What A Fool Believes

Joe Jackson on looking sharp and looking forward

Joe Jackson

For Joe Jackson, 2019 means two things: acknowledging his past and forging his future.

In terms of the former, he’ll be mounting his Four Decade Tour, celebrating the 40th anniversary of his recording career by performing tunes from each decade of his discography, focusing on the albums Look Sharp, Night and Day, Laughter & Lust and Rain. As far as the latter, he’s releasing his latest album, Fool, almost exactly 40 years after his first. With this juncture providing a perfect vantage point, Jackson took the time to talk about where he’s been and where he’s headed.

 

A career-spanning concept like your Four Decade Tour should give you an opportunity to really hit all the highlights with your set list.

I guess it is career spanning, but in a rather selective way. We’re not going to cover everything — we’re concentrating on one album from each decade.

 

How much was your first album, Look Sharp, informed by the punk/new wave revolution of the late ’70s?

I think that album is very representative of the time and place it was made. I was at a certain age and I was in that time and place, so I was very influenced by it. It didn’t take very long for that to wear off, only a couple of years.

 

One of the things that gave the first couple of albums a unique sound was the fact that the songs were written on piano but played by a guitar-based band.

________________________

Do this -> In the Joe Jackson interview, what is the title of the new album he is releasing in 2019? The material after the interview has nothing to do with this.

Raw data ->
________________________

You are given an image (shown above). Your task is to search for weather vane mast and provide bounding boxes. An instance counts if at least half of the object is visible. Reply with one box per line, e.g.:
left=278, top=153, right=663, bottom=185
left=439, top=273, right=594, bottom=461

________________________

Solution below -> Fool